# EXERCISE INSTRUCTIONS
For each line of the listing that contains "rise", make a copy and return it.

# DATA RECORDS
=== Section Start ===
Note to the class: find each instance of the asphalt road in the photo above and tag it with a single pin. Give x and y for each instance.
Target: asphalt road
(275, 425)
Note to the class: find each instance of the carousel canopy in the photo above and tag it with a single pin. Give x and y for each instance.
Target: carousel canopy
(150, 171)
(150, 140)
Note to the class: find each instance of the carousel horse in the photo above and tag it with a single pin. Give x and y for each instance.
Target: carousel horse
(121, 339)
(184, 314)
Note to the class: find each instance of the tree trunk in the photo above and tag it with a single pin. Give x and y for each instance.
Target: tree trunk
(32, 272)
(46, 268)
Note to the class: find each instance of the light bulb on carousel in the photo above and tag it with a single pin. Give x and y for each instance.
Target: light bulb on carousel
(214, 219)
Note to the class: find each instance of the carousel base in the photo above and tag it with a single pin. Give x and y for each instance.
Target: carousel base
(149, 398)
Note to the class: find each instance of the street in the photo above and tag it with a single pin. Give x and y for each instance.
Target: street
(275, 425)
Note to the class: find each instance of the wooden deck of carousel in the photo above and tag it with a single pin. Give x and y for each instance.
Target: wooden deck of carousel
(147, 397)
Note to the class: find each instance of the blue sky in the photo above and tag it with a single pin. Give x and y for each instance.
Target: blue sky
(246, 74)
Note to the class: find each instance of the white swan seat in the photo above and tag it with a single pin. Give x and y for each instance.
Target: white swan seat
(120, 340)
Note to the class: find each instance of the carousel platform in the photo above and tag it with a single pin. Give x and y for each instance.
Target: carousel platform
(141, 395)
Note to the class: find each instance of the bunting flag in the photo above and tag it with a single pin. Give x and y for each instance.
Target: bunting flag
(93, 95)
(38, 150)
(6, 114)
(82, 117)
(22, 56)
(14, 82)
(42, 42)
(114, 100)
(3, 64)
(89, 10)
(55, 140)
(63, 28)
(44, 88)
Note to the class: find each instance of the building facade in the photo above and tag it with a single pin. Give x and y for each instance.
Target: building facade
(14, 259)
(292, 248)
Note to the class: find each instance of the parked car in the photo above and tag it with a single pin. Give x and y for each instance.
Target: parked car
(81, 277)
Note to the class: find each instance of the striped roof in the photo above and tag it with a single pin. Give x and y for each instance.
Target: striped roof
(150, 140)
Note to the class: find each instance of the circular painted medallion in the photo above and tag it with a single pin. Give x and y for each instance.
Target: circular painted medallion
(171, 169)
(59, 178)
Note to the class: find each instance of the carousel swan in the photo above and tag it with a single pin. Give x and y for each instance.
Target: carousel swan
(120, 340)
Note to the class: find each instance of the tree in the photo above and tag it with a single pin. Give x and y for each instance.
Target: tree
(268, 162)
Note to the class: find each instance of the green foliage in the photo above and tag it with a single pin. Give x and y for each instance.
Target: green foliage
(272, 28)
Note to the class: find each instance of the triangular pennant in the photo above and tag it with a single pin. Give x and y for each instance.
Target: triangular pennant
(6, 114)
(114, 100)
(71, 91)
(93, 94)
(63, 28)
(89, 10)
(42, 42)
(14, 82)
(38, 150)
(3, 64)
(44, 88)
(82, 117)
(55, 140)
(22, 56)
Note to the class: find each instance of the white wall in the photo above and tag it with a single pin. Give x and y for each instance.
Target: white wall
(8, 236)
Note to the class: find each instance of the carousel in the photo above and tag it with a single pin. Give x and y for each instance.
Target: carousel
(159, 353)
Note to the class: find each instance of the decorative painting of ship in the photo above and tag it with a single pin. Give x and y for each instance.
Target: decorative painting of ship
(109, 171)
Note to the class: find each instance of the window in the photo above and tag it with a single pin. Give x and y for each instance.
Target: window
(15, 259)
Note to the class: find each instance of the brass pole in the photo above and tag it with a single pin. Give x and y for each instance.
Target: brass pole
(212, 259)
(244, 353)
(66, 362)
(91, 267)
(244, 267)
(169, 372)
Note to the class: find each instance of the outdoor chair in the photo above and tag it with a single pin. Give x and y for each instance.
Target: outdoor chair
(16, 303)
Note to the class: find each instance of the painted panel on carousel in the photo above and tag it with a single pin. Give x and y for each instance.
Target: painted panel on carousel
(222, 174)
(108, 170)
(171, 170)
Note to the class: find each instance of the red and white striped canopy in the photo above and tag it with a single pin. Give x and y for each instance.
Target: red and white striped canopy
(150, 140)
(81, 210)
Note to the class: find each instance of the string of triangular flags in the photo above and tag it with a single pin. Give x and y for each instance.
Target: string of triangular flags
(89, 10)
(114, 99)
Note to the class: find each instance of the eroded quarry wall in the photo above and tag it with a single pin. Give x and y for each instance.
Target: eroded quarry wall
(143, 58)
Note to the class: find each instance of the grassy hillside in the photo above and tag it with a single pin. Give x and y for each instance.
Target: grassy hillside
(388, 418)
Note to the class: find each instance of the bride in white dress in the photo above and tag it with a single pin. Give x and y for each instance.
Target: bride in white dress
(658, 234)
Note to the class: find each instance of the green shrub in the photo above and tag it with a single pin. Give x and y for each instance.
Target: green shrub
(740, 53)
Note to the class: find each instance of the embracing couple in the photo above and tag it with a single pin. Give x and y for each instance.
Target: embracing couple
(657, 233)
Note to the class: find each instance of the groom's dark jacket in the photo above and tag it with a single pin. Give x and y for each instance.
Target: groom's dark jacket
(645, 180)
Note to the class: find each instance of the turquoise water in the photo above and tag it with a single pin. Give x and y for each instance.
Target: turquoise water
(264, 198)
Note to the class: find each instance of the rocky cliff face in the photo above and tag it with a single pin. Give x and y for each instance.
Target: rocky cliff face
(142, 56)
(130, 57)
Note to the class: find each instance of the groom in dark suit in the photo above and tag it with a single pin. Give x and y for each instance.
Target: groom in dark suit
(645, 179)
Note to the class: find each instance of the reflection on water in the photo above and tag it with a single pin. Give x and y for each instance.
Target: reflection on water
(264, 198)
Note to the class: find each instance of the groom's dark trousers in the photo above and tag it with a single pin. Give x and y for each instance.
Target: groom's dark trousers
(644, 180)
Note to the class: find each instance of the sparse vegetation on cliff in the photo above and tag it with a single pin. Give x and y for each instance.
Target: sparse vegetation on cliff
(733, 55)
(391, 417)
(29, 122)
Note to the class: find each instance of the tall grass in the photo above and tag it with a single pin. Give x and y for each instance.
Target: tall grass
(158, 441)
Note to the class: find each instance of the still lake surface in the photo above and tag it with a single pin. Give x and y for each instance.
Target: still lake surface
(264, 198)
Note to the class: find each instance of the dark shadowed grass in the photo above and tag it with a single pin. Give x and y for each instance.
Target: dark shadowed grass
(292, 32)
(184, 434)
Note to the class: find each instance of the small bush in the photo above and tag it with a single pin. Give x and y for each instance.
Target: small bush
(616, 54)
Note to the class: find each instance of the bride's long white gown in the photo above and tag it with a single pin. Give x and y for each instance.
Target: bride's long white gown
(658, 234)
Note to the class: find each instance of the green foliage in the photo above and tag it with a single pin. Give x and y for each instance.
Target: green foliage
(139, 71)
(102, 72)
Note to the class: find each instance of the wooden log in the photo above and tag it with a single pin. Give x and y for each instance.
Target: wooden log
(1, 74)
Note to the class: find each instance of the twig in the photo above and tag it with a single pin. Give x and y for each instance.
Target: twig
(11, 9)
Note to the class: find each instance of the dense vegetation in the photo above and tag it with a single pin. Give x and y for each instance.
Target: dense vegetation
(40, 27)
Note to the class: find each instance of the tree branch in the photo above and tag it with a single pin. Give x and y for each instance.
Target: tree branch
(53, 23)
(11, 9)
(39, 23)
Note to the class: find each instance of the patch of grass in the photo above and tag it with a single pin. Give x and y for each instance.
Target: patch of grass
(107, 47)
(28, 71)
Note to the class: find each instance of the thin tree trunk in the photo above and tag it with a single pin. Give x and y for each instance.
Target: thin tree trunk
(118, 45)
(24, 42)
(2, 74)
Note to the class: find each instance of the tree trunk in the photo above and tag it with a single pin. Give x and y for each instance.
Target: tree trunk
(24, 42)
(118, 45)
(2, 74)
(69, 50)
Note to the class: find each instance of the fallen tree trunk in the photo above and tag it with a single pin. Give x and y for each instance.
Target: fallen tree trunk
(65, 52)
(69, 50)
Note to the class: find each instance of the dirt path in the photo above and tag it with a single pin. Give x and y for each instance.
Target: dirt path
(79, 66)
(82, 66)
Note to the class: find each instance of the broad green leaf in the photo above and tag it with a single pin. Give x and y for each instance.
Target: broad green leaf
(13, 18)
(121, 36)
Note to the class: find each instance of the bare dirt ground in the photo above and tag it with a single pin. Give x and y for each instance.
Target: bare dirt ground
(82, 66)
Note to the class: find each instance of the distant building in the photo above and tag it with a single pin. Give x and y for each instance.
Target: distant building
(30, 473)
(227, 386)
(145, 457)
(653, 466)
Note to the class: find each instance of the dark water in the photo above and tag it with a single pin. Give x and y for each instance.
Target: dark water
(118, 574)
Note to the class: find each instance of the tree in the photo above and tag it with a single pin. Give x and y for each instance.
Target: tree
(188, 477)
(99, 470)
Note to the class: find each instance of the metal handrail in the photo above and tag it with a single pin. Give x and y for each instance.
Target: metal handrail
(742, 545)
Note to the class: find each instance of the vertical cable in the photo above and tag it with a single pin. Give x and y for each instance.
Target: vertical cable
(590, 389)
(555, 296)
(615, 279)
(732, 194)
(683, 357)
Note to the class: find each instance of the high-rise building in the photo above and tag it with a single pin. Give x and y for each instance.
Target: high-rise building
=== Section End ===
# RESPONSE TO THIS TASK
Note to the class: find each instance of the high-rise building in the photo above and tag it with a single pin. Give x and y for each instance.
Target: high-rise building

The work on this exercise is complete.